Today's Danish Religion in figures, 2013

Religion in Denmark 2013

Introduction by Marie Vejrup Nielsen, associate professor, Study of Religion, Aarhus University (online yearbook editor)

Based on the information gathered on approved and authorized religious communities in Denmark in 2012 we are once again able to point out trends within the development of religion in Denmark today. This years edition of Religion in Denmark includes a presentation and analysis of the new groups approved in 2012 (three Christian and two Buddhist). Furthermore this edition features numbers and analyses of all the approved and authorized religious group that it was possible to make contact with. And there is also a number of articles with perspectives on how religion looks in Denmark today:

  • Christianity in cell form – group structures in Christianity in Denmark. Student of the study of religion Lars Buur Nørlev  has contributed with an article about the development of new group structures with Christian environments in and outside of The Folkekirke (i.e. the Evangelical Lutheran Church in Denmark) as seen in Aarhus Valgmeninghed and Citykirken. Here he points out how inspiration from the US and England has played a big role in the development of these groups.
  • Miraculous healing – Expectations move mountains among charismatic Christians in Denmark. PhD student Ella Paldam has written an article on Mission Denmark with emphasis on their healing practices and takes a closer look at what is included in religious healing in a Danish context.
  • One church or several churches? The orthodox churches in Denmark. Associate professor Annika Hvithamar contributes with an article that puts focus on the development in the orthodox environments in Denmark, in which the recent years have brought high growth rates.
  • Folkekirken in numbers 2012 – What Skjern tells us about the future of Folkekirken. Associate professor Marie Vejrup Nielsen contributes with an article about resignations of membership of The Folkekirke in 2012 and what this development shows seen through the light of the debate on the high rate of resignations of membership.

Contemporary religion in the gymnasium (high school) – Experiences from Field Work, associate gymnasium (high school) professor Signe Elise Bro has written an article which speaks about how one can work with contemporary religion in the gymnasium with emphasis on how one can integrate field work into lesson plans.

In this edition, we have, for the first time, chosen to make a comparison with the numbers collected in the first online yearbook about Religion in Denmark. The online yearbook was first published in 2009 with numbers from 2008. This gives us the possibility to make comparisons over a five-year period, which is done in this edition with special emphasis on the Christian groups. Analyses of the remaining groups in the same period will be part of next year’s online yearbook publication. Furthermore, where possible, we have conducted an analysis of a period of 20 years by comparing numbers collected by Statistics Denmark covering 1992. In the following some of results of the comparisons will be highlighted. For a description of some of the overall tendencies, such as migrant religion, and for articles on what religion looks like in 21st century Denmark we refer to the introductions to the prior years’ publications.

Excerpts from a point labeling dataset:
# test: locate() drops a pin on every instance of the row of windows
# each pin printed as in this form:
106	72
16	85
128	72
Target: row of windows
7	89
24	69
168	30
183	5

> _Directions for this task_: Write out the part of the Religion in Denmark 2013 introduction from "Contemporary religion in the gymnasium (high" to "into lesson plans.", word for word. The records have no connection to the Religion in Denmark 2013 introduction.

> _Expected answer_:
Contemporary religion in the gymnasium (high school) – Experiences from Field Work, associate gymnasium (high school) professor Signe Elise Bro has written an article which speaks about how one can work with contemporary religion in the gymnasium with emphasis on how one can integrate field work into lesson plans.